_EXERCISE BRIEF_
Select every line in the items below that contains the word "wall", and copy each one.

_MATERIAL FOR THIS EXERCISE_
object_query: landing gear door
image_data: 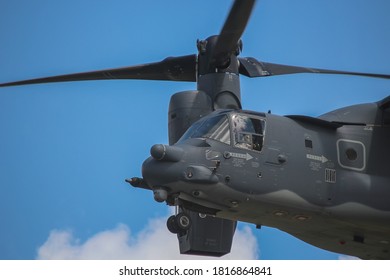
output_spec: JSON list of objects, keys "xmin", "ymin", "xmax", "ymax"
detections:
[{"xmin": 177, "ymin": 211, "xmax": 237, "ymax": 257}]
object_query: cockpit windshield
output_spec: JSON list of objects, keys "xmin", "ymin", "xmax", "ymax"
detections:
[
  {"xmin": 180, "ymin": 112, "xmax": 265, "ymax": 151},
  {"xmin": 181, "ymin": 114, "xmax": 230, "ymax": 145}
]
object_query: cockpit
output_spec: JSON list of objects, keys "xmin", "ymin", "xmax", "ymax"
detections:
[{"xmin": 179, "ymin": 111, "xmax": 265, "ymax": 151}]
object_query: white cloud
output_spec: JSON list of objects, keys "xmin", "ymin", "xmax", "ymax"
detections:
[{"xmin": 37, "ymin": 218, "xmax": 258, "ymax": 260}]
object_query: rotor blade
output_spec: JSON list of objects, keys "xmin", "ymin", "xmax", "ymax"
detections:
[
  {"xmin": 239, "ymin": 57, "xmax": 390, "ymax": 79},
  {"xmin": 213, "ymin": 0, "xmax": 255, "ymax": 65},
  {"xmin": 0, "ymin": 55, "xmax": 196, "ymax": 87}
]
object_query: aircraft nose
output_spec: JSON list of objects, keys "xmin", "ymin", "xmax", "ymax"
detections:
[{"xmin": 142, "ymin": 144, "xmax": 219, "ymax": 199}]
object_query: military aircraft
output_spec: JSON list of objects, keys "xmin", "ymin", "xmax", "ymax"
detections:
[{"xmin": 0, "ymin": 0, "xmax": 390, "ymax": 259}]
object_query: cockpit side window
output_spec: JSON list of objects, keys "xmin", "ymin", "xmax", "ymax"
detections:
[{"xmin": 232, "ymin": 114, "xmax": 265, "ymax": 151}]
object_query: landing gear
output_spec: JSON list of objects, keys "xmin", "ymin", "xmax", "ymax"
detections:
[{"xmin": 167, "ymin": 212, "xmax": 191, "ymax": 234}]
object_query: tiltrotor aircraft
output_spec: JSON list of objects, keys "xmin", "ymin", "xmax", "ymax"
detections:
[{"xmin": 1, "ymin": 0, "xmax": 390, "ymax": 259}]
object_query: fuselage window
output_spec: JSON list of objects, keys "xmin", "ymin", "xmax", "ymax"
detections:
[{"xmin": 232, "ymin": 114, "xmax": 265, "ymax": 151}]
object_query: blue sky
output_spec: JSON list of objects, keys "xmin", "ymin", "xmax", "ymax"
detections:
[{"xmin": 0, "ymin": 0, "xmax": 390, "ymax": 259}]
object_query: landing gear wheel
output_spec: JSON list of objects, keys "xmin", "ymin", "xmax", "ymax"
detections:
[
  {"xmin": 167, "ymin": 215, "xmax": 180, "ymax": 234},
  {"xmin": 167, "ymin": 212, "xmax": 192, "ymax": 234}
]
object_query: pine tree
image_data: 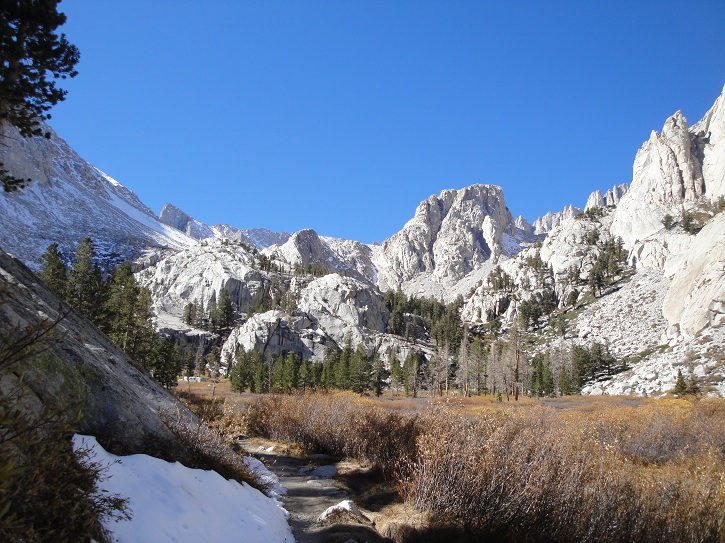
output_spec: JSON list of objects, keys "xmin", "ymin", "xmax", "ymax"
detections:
[
  {"xmin": 350, "ymin": 343, "xmax": 372, "ymax": 394},
  {"xmin": 67, "ymin": 237, "xmax": 103, "ymax": 324},
  {"xmin": 0, "ymin": 0, "xmax": 80, "ymax": 192},
  {"xmin": 149, "ymin": 336, "xmax": 181, "ymax": 389},
  {"xmin": 280, "ymin": 352, "xmax": 302, "ymax": 394},
  {"xmin": 390, "ymin": 348, "xmax": 403, "ymax": 395},
  {"xmin": 38, "ymin": 243, "xmax": 68, "ymax": 298},
  {"xmin": 299, "ymin": 358, "xmax": 315, "ymax": 391},
  {"xmin": 335, "ymin": 340, "xmax": 353, "ymax": 390},
  {"xmin": 229, "ymin": 347, "xmax": 251, "ymax": 392},
  {"xmin": 672, "ymin": 369, "xmax": 688, "ymax": 396},
  {"xmin": 372, "ymin": 353, "xmax": 390, "ymax": 397}
]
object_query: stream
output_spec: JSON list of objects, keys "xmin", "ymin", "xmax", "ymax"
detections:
[{"xmin": 244, "ymin": 438, "xmax": 392, "ymax": 543}]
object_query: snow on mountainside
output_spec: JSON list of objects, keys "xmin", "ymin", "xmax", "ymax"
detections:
[
  {"xmin": 0, "ymin": 123, "xmax": 195, "ymax": 266},
  {"xmin": 372, "ymin": 185, "xmax": 536, "ymax": 299},
  {"xmin": 159, "ymin": 204, "xmax": 290, "ymax": 251},
  {"xmin": 0, "ymin": 82, "xmax": 725, "ymax": 400},
  {"xmin": 532, "ymin": 205, "xmax": 584, "ymax": 234}
]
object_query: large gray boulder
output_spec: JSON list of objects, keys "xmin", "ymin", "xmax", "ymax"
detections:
[{"xmin": 0, "ymin": 250, "xmax": 193, "ymax": 458}]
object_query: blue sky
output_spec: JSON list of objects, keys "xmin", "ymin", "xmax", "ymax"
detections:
[{"xmin": 50, "ymin": 0, "xmax": 725, "ymax": 243}]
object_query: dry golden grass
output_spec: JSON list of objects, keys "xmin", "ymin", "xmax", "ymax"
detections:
[{"xmin": 238, "ymin": 394, "xmax": 725, "ymax": 542}]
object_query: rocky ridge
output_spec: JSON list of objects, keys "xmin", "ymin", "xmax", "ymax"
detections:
[
  {"xmin": 159, "ymin": 204, "xmax": 290, "ymax": 250},
  {"xmin": 0, "ymin": 122, "xmax": 196, "ymax": 266},
  {"xmin": 0, "ymin": 86, "xmax": 725, "ymax": 400}
]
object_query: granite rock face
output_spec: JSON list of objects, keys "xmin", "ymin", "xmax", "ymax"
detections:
[
  {"xmin": 533, "ymin": 205, "xmax": 584, "ymax": 234},
  {"xmin": 662, "ymin": 213, "xmax": 725, "ymax": 337},
  {"xmin": 611, "ymin": 111, "xmax": 706, "ymax": 246},
  {"xmin": 584, "ymin": 183, "xmax": 629, "ymax": 211},
  {"xmin": 0, "ymin": 250, "xmax": 195, "ymax": 455},
  {"xmin": 373, "ymin": 185, "xmax": 535, "ymax": 295},
  {"xmin": 0, "ymin": 123, "xmax": 195, "ymax": 266}
]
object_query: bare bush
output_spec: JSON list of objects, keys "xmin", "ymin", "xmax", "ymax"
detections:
[{"xmin": 159, "ymin": 410, "xmax": 272, "ymax": 494}]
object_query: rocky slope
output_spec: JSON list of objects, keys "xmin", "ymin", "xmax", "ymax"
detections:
[
  {"xmin": 159, "ymin": 204, "xmax": 290, "ymax": 250},
  {"xmin": 0, "ymin": 250, "xmax": 191, "ymax": 457},
  {"xmin": 372, "ymin": 185, "xmax": 535, "ymax": 299},
  {"xmin": 0, "ymin": 123, "xmax": 195, "ymax": 265},
  {"xmin": 0, "ymin": 85, "xmax": 725, "ymax": 400}
]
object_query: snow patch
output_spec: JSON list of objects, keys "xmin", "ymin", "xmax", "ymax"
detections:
[{"xmin": 73, "ymin": 435, "xmax": 294, "ymax": 543}]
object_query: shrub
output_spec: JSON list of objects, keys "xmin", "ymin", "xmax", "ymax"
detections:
[{"xmin": 249, "ymin": 395, "xmax": 725, "ymax": 542}]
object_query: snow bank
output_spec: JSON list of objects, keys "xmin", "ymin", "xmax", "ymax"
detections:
[{"xmin": 73, "ymin": 435, "xmax": 294, "ymax": 543}]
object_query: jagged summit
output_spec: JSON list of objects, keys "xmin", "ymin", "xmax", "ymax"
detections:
[
  {"xmin": 0, "ymin": 84, "xmax": 725, "ymax": 394},
  {"xmin": 159, "ymin": 204, "xmax": 290, "ymax": 251}
]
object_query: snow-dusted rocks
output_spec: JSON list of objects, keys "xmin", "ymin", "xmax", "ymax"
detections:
[
  {"xmin": 136, "ymin": 240, "xmax": 264, "ymax": 330},
  {"xmin": 373, "ymin": 185, "xmax": 534, "ymax": 295},
  {"xmin": 690, "ymin": 87, "xmax": 725, "ymax": 201},
  {"xmin": 612, "ymin": 111, "xmax": 705, "ymax": 246},
  {"xmin": 0, "ymin": 123, "xmax": 195, "ymax": 266},
  {"xmin": 159, "ymin": 204, "xmax": 290, "ymax": 251},
  {"xmin": 584, "ymin": 183, "xmax": 629, "ymax": 210},
  {"xmin": 0, "ymin": 250, "xmax": 195, "ymax": 458},
  {"xmin": 297, "ymin": 274, "xmax": 390, "ymax": 344},
  {"xmin": 662, "ymin": 213, "xmax": 725, "ymax": 337},
  {"xmin": 222, "ymin": 274, "xmax": 390, "ymax": 366},
  {"xmin": 317, "ymin": 500, "xmax": 370, "ymax": 524},
  {"xmin": 159, "ymin": 204, "xmax": 214, "ymax": 239},
  {"xmin": 222, "ymin": 310, "xmax": 329, "ymax": 364},
  {"xmin": 533, "ymin": 205, "xmax": 582, "ymax": 234}
]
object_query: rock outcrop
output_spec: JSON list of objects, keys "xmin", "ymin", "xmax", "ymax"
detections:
[
  {"xmin": 136, "ymin": 239, "xmax": 268, "ymax": 330},
  {"xmin": 611, "ymin": 111, "xmax": 706, "ymax": 247},
  {"xmin": 533, "ymin": 205, "xmax": 582, "ymax": 234},
  {"xmin": 662, "ymin": 213, "xmax": 725, "ymax": 337},
  {"xmin": 222, "ymin": 273, "xmax": 390, "ymax": 368},
  {"xmin": 690, "ymin": 87, "xmax": 725, "ymax": 201},
  {"xmin": 159, "ymin": 204, "xmax": 214, "ymax": 239},
  {"xmin": 373, "ymin": 185, "xmax": 535, "ymax": 298},
  {"xmin": 159, "ymin": 204, "xmax": 290, "ymax": 251},
  {"xmin": 584, "ymin": 183, "xmax": 629, "ymax": 211},
  {"xmin": 0, "ymin": 126, "xmax": 195, "ymax": 266},
  {"xmin": 0, "ymin": 250, "xmax": 192, "ymax": 456}
]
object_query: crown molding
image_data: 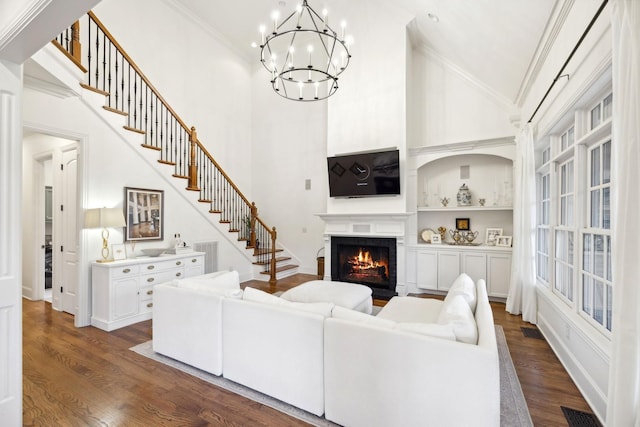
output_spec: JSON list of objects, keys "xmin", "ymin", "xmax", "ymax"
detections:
[{"xmin": 515, "ymin": 0, "xmax": 575, "ymax": 106}]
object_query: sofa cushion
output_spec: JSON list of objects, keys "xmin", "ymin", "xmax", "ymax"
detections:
[
  {"xmin": 173, "ymin": 271, "xmax": 240, "ymax": 293},
  {"xmin": 395, "ymin": 322, "xmax": 456, "ymax": 341},
  {"xmin": 445, "ymin": 273, "xmax": 478, "ymax": 313},
  {"xmin": 331, "ymin": 305, "xmax": 396, "ymax": 329},
  {"xmin": 281, "ymin": 280, "xmax": 373, "ymax": 314},
  {"xmin": 242, "ymin": 286, "xmax": 334, "ymax": 317},
  {"xmin": 376, "ymin": 297, "xmax": 443, "ymax": 323},
  {"xmin": 438, "ymin": 295, "xmax": 478, "ymax": 344}
]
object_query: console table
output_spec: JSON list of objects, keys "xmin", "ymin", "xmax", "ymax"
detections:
[{"xmin": 91, "ymin": 252, "xmax": 205, "ymax": 331}]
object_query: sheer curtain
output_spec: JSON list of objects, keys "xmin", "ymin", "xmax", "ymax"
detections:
[
  {"xmin": 507, "ymin": 124, "xmax": 538, "ymax": 323},
  {"xmin": 607, "ymin": 0, "xmax": 640, "ymax": 427}
]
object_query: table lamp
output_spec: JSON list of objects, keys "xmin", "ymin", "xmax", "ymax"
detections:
[{"xmin": 84, "ymin": 208, "xmax": 125, "ymax": 262}]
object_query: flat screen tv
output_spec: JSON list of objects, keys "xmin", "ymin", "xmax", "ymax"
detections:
[{"xmin": 327, "ymin": 150, "xmax": 400, "ymax": 197}]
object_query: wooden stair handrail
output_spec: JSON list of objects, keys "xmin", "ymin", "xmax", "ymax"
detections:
[
  {"xmin": 87, "ymin": 11, "xmax": 258, "ymax": 214},
  {"xmin": 52, "ymin": 11, "xmax": 277, "ymax": 285},
  {"xmin": 51, "ymin": 21, "xmax": 87, "ymax": 73}
]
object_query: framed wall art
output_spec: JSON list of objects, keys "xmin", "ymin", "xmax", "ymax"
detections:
[
  {"xmin": 496, "ymin": 236, "xmax": 511, "ymax": 247},
  {"xmin": 124, "ymin": 187, "xmax": 164, "ymax": 242},
  {"xmin": 456, "ymin": 218, "xmax": 471, "ymax": 231},
  {"xmin": 484, "ymin": 228, "xmax": 502, "ymax": 246}
]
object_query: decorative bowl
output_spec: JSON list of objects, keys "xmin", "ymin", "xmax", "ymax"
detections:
[{"xmin": 142, "ymin": 248, "xmax": 167, "ymax": 257}]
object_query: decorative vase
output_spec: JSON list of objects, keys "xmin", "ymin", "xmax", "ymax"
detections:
[
  {"xmin": 438, "ymin": 226, "xmax": 447, "ymax": 242},
  {"xmin": 456, "ymin": 184, "xmax": 471, "ymax": 206}
]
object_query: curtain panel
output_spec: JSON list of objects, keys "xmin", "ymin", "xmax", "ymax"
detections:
[
  {"xmin": 507, "ymin": 124, "xmax": 538, "ymax": 324},
  {"xmin": 607, "ymin": 0, "xmax": 640, "ymax": 427}
]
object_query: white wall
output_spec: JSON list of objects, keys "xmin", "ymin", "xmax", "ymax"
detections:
[
  {"xmin": 250, "ymin": 67, "xmax": 330, "ymax": 274},
  {"xmin": 408, "ymin": 47, "xmax": 517, "ymax": 147}
]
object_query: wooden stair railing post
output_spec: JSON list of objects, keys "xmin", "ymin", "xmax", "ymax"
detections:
[
  {"xmin": 71, "ymin": 21, "xmax": 82, "ymax": 63},
  {"xmin": 269, "ymin": 227, "xmax": 278, "ymax": 286},
  {"xmin": 249, "ymin": 202, "xmax": 258, "ymax": 248},
  {"xmin": 187, "ymin": 126, "xmax": 199, "ymax": 191}
]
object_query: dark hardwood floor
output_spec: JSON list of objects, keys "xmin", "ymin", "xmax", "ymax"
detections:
[{"xmin": 25, "ymin": 274, "xmax": 591, "ymax": 426}]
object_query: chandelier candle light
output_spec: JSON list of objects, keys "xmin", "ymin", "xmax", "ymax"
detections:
[{"xmin": 260, "ymin": 0, "xmax": 353, "ymax": 101}]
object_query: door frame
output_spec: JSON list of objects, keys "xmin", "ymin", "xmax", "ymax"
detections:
[
  {"xmin": 27, "ymin": 150, "xmax": 53, "ymax": 301},
  {"xmin": 23, "ymin": 122, "xmax": 91, "ymax": 327}
]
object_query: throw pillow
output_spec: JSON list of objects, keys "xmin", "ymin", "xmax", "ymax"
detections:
[
  {"xmin": 445, "ymin": 273, "xmax": 478, "ymax": 313},
  {"xmin": 438, "ymin": 295, "xmax": 478, "ymax": 344}
]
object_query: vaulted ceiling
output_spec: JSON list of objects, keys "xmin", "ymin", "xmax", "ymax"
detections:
[{"xmin": 175, "ymin": 0, "xmax": 562, "ymax": 104}]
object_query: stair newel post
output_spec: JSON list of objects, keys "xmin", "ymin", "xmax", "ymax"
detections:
[
  {"xmin": 71, "ymin": 21, "xmax": 82, "ymax": 63},
  {"xmin": 269, "ymin": 227, "xmax": 278, "ymax": 286},
  {"xmin": 249, "ymin": 202, "xmax": 258, "ymax": 248},
  {"xmin": 187, "ymin": 126, "xmax": 198, "ymax": 190}
]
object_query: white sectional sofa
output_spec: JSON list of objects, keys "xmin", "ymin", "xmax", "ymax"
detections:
[
  {"xmin": 153, "ymin": 272, "xmax": 500, "ymax": 426},
  {"xmin": 324, "ymin": 275, "xmax": 500, "ymax": 427}
]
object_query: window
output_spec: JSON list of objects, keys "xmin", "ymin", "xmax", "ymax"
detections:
[
  {"xmin": 581, "ymin": 140, "xmax": 612, "ymax": 331},
  {"xmin": 536, "ymin": 173, "xmax": 551, "ymax": 283},
  {"xmin": 536, "ymin": 92, "xmax": 615, "ymax": 336},
  {"xmin": 560, "ymin": 126, "xmax": 575, "ymax": 151},
  {"xmin": 554, "ymin": 159, "xmax": 574, "ymax": 301}
]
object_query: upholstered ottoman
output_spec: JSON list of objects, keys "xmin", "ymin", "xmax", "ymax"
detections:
[{"xmin": 280, "ymin": 280, "xmax": 373, "ymax": 314}]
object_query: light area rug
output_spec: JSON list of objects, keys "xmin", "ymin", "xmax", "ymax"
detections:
[{"xmin": 131, "ymin": 325, "xmax": 533, "ymax": 427}]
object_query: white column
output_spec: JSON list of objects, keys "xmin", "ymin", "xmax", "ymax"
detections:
[{"xmin": 0, "ymin": 61, "xmax": 22, "ymax": 426}]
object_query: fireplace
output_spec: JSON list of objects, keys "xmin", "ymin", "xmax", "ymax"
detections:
[{"xmin": 331, "ymin": 236, "xmax": 397, "ymax": 299}]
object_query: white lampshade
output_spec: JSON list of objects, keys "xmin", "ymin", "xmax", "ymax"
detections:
[{"xmin": 84, "ymin": 208, "xmax": 125, "ymax": 228}]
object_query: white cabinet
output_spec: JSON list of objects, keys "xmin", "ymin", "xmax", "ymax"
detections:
[
  {"xmin": 487, "ymin": 253, "xmax": 511, "ymax": 298},
  {"xmin": 462, "ymin": 252, "xmax": 487, "ymax": 282},
  {"xmin": 416, "ymin": 245, "xmax": 511, "ymax": 298},
  {"xmin": 438, "ymin": 251, "xmax": 460, "ymax": 291},
  {"xmin": 91, "ymin": 252, "xmax": 204, "ymax": 331},
  {"xmin": 416, "ymin": 250, "xmax": 438, "ymax": 291}
]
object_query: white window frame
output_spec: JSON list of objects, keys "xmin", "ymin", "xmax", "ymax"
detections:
[{"xmin": 578, "ymin": 134, "xmax": 614, "ymax": 337}]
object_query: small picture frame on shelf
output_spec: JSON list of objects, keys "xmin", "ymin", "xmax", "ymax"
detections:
[
  {"xmin": 456, "ymin": 218, "xmax": 471, "ymax": 231},
  {"xmin": 111, "ymin": 243, "xmax": 127, "ymax": 261},
  {"xmin": 484, "ymin": 228, "xmax": 502, "ymax": 246},
  {"xmin": 496, "ymin": 236, "xmax": 511, "ymax": 247}
]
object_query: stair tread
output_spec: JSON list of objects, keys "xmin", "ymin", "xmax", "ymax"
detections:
[
  {"xmin": 260, "ymin": 264, "xmax": 299, "ymax": 274},
  {"xmin": 254, "ymin": 256, "xmax": 291, "ymax": 265},
  {"xmin": 254, "ymin": 246, "xmax": 282, "ymax": 255}
]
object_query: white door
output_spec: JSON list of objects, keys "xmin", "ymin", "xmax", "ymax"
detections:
[
  {"xmin": 58, "ymin": 144, "xmax": 78, "ymax": 315},
  {"xmin": 0, "ymin": 61, "xmax": 22, "ymax": 426}
]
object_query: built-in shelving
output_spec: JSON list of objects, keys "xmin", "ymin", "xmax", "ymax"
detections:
[{"xmin": 418, "ymin": 206, "xmax": 513, "ymax": 212}]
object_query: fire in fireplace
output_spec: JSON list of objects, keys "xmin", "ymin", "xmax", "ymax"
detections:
[{"xmin": 331, "ymin": 236, "xmax": 397, "ymax": 299}]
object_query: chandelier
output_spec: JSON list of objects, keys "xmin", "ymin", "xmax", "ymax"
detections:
[{"xmin": 260, "ymin": 0, "xmax": 352, "ymax": 101}]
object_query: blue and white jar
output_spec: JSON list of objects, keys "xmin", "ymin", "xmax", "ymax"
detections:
[{"xmin": 456, "ymin": 184, "xmax": 471, "ymax": 206}]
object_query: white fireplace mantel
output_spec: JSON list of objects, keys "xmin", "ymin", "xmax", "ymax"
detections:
[
  {"xmin": 317, "ymin": 212, "xmax": 413, "ymax": 239},
  {"xmin": 316, "ymin": 212, "xmax": 415, "ymax": 295}
]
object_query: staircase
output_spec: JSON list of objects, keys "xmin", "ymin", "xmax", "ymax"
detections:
[{"xmin": 52, "ymin": 12, "xmax": 298, "ymax": 285}]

_CORRECT RESULT_
object_query: framed wall art
object_query: white wall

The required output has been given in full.